Spatial localization data

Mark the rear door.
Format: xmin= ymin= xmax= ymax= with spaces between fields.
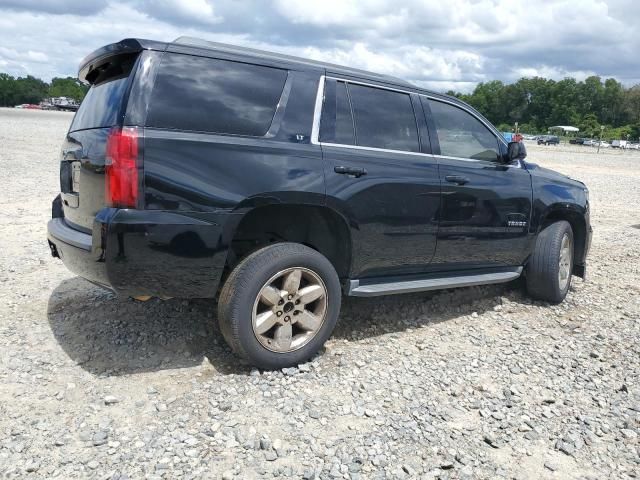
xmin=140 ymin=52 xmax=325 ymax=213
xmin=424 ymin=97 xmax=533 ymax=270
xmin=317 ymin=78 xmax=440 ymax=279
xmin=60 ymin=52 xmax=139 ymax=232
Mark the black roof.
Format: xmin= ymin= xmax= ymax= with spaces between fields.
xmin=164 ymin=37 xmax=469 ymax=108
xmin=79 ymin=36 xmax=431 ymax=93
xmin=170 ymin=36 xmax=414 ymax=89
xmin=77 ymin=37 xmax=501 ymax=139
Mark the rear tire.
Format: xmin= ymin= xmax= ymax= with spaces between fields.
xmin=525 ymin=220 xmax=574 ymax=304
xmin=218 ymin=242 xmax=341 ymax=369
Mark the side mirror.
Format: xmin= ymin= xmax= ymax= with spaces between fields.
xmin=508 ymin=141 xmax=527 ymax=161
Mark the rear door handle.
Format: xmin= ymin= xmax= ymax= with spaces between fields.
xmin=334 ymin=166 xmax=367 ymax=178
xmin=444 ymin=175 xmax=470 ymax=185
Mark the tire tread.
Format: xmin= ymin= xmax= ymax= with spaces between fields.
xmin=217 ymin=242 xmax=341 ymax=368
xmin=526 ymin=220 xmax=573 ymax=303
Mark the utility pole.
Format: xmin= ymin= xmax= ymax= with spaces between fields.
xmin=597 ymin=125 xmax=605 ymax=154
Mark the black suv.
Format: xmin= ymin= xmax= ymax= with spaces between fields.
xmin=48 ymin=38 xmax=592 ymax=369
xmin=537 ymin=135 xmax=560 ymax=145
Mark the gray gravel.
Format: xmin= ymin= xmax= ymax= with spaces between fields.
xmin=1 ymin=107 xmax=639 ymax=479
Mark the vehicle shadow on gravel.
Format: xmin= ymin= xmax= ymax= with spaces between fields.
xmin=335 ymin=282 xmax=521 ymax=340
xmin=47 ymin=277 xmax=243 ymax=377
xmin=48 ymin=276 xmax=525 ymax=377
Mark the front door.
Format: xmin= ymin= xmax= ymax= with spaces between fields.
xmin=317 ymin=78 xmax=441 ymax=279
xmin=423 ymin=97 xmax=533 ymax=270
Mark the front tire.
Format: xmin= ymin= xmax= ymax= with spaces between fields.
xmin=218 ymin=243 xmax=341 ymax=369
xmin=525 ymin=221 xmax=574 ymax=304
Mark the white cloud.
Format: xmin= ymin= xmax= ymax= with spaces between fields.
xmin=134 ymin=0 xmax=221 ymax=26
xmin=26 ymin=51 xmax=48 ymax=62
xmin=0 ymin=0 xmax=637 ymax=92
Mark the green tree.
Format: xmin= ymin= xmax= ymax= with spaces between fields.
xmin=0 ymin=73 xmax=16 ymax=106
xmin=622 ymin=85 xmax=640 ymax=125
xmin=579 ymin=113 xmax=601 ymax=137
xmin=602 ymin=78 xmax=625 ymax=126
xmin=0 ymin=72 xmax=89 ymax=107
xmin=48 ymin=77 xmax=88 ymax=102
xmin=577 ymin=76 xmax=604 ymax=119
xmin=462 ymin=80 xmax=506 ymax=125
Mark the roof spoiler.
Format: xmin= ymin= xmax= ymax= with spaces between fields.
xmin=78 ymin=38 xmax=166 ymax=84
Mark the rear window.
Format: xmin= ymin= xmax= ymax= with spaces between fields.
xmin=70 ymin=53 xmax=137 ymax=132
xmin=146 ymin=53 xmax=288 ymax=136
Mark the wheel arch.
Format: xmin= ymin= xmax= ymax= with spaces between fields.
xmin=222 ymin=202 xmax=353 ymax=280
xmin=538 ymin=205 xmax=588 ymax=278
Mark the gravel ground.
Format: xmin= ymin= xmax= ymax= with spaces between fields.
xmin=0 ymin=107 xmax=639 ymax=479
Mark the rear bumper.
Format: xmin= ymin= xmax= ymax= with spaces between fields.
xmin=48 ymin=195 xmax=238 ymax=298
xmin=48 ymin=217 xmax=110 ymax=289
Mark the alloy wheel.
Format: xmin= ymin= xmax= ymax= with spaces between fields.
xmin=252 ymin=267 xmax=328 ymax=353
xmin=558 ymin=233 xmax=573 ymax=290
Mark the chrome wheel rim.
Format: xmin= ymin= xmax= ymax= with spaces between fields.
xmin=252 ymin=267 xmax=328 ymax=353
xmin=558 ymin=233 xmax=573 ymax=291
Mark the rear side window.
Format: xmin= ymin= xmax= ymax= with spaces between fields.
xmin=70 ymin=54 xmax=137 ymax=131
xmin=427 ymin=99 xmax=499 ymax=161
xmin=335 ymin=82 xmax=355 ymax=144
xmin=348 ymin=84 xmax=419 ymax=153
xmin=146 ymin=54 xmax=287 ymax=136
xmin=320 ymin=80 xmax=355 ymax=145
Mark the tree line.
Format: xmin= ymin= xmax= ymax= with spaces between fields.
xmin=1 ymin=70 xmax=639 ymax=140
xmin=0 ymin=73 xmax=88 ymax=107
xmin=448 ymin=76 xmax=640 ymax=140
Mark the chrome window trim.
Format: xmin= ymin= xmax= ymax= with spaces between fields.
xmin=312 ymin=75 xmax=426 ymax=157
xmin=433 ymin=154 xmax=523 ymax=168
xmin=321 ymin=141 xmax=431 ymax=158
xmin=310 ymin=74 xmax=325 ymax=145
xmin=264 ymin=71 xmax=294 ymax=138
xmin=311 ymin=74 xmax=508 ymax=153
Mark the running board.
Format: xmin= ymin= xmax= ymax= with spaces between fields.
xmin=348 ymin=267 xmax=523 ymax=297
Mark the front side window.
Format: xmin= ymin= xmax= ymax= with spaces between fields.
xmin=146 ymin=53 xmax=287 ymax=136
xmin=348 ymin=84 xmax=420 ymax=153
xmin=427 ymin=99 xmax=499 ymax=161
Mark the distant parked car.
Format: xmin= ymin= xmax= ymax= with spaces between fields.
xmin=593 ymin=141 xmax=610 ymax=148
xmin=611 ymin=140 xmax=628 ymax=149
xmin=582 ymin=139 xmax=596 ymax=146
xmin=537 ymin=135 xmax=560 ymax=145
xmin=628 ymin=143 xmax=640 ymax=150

[WHAT THE TASK REQUIRES]:
Give the entries above again in full and exactly, but not the pictures.

[TASK OUTPUT]:
Mark the rear door.
Format: xmin= ymin= xmax= ymax= with spaces between fields.
xmin=140 ymin=52 xmax=325 ymax=213
xmin=424 ymin=97 xmax=533 ymax=270
xmin=317 ymin=78 xmax=440 ymax=279
xmin=60 ymin=52 xmax=139 ymax=232
Mark the black roof.
Format: xmin= ymin= xmax= ymax= with spaces between fields.
xmin=164 ymin=37 xmax=469 ymax=108
xmin=79 ymin=36 xmax=431 ymax=93
xmin=170 ymin=36 xmax=414 ymax=89
xmin=77 ymin=37 xmax=501 ymax=139
Mark the rear tire.
Format: xmin= ymin= xmax= ymax= with spaces between fields.
xmin=525 ymin=220 xmax=574 ymax=304
xmin=218 ymin=242 xmax=341 ymax=369
Mark the side mirror.
Format: xmin= ymin= xmax= ymax= with spaces between fields.
xmin=508 ymin=141 xmax=527 ymax=161
Mark the rear door handle.
Format: xmin= ymin= xmax= ymax= with spaces between fields.
xmin=334 ymin=166 xmax=367 ymax=178
xmin=444 ymin=175 xmax=470 ymax=185
Mark the tire tread.
Format: xmin= ymin= xmax= ymax= with spaces between fields.
xmin=217 ymin=242 xmax=341 ymax=368
xmin=526 ymin=220 xmax=573 ymax=303
Mark the utility pole.
Format: xmin= ymin= xmax= ymax= with spaces between fields.
xmin=597 ymin=125 xmax=605 ymax=154
Mark the black suv.
Format: xmin= ymin= xmax= ymax= with spaces between fields.
xmin=48 ymin=38 xmax=592 ymax=369
xmin=537 ymin=135 xmax=560 ymax=145
Mark the gray gravel.
Format: xmin= ymin= xmax= ymax= with spaces between fields.
xmin=1 ymin=107 xmax=639 ymax=479
Mark the vehicle shadow on gravel.
Format: xmin= ymin= xmax= ymax= with spaces between fields.
xmin=335 ymin=282 xmax=521 ymax=340
xmin=47 ymin=277 xmax=243 ymax=377
xmin=48 ymin=276 xmax=525 ymax=377
Mark the front door.
Format: xmin= ymin= xmax= ymax= with spaces between fields.
xmin=317 ymin=78 xmax=441 ymax=279
xmin=423 ymin=97 xmax=533 ymax=270
Mark the front tire.
Format: xmin= ymin= xmax= ymax= with spaces between fields.
xmin=218 ymin=243 xmax=341 ymax=369
xmin=525 ymin=221 xmax=574 ymax=304
Mark the white cloud.
Format: xmin= ymin= xmax= ymax= with spaces between fields.
xmin=134 ymin=0 xmax=221 ymax=26
xmin=26 ymin=51 xmax=48 ymax=62
xmin=0 ymin=0 xmax=637 ymax=92
Mark the green tree.
Format: xmin= ymin= xmax= ymax= with spaces between fields.
xmin=0 ymin=73 xmax=16 ymax=106
xmin=622 ymin=85 xmax=640 ymax=125
xmin=579 ymin=113 xmax=601 ymax=137
xmin=602 ymin=78 xmax=625 ymax=126
xmin=0 ymin=72 xmax=89 ymax=107
xmin=48 ymin=77 xmax=88 ymax=102
xmin=577 ymin=76 xmax=604 ymax=119
xmin=462 ymin=80 xmax=506 ymax=125
Mark the roof spoiler.
Format: xmin= ymin= xmax= ymax= with spaces between fields.
xmin=78 ymin=38 xmax=166 ymax=84
Mark the rear window.
Format: xmin= ymin= xmax= ymax= with spaces between fields.
xmin=70 ymin=53 xmax=137 ymax=132
xmin=146 ymin=53 xmax=288 ymax=136
Mark the wheel arch.
Format: xmin= ymin= xmax= ymax= with spaces between fields.
xmin=222 ymin=202 xmax=353 ymax=280
xmin=538 ymin=205 xmax=588 ymax=278
Mark the gravel ground.
Format: xmin= ymin= xmax= ymax= with spaces between fields.
xmin=0 ymin=107 xmax=639 ymax=479
Mark the rear bumper.
Format: xmin= ymin= xmax= ymax= with spaces between fields.
xmin=48 ymin=195 xmax=238 ymax=298
xmin=48 ymin=217 xmax=110 ymax=289
Mark the alloy wheel.
Format: xmin= ymin= xmax= ymax= with spaces between fields.
xmin=252 ymin=267 xmax=328 ymax=353
xmin=558 ymin=233 xmax=573 ymax=290
Mark the chrome wheel rim.
Format: xmin= ymin= xmax= ymax= with spaces between fields.
xmin=252 ymin=267 xmax=328 ymax=353
xmin=558 ymin=233 xmax=573 ymax=291
Mark the rear side window.
Format: xmin= ymin= xmax= ymax= with spaces between fields.
xmin=70 ymin=54 xmax=137 ymax=131
xmin=427 ymin=99 xmax=499 ymax=161
xmin=335 ymin=82 xmax=355 ymax=144
xmin=348 ymin=84 xmax=419 ymax=153
xmin=146 ymin=54 xmax=287 ymax=136
xmin=320 ymin=80 xmax=355 ymax=145
Mark the tree line.
Format: xmin= ymin= xmax= ymax= with spaces between fields.
xmin=1 ymin=70 xmax=639 ymax=140
xmin=0 ymin=73 xmax=88 ymax=107
xmin=448 ymin=76 xmax=640 ymax=140
Mark the chrome window trim.
Format: xmin= ymin= xmax= ymax= with spaces between fields.
xmin=312 ymin=75 xmax=426 ymax=157
xmin=433 ymin=154 xmax=523 ymax=168
xmin=321 ymin=141 xmax=431 ymax=158
xmin=310 ymin=74 xmax=325 ymax=145
xmin=264 ymin=71 xmax=294 ymax=138
xmin=311 ymin=74 xmax=508 ymax=153
Mark the running board.
Format: xmin= ymin= xmax= ymax= with spaces between fields.
xmin=348 ymin=267 xmax=523 ymax=297
Mark the front side window.
Format: xmin= ymin= xmax= ymax= with spaces between fields.
xmin=146 ymin=53 xmax=287 ymax=136
xmin=348 ymin=84 xmax=420 ymax=153
xmin=427 ymin=99 xmax=499 ymax=161
Mark the distant parked car.
Format: xmin= ymin= xmax= ymax= with spaces between fields.
xmin=593 ymin=141 xmax=610 ymax=148
xmin=611 ymin=140 xmax=628 ymax=149
xmin=582 ymin=139 xmax=596 ymax=146
xmin=537 ymin=135 xmax=560 ymax=145
xmin=628 ymin=143 xmax=640 ymax=150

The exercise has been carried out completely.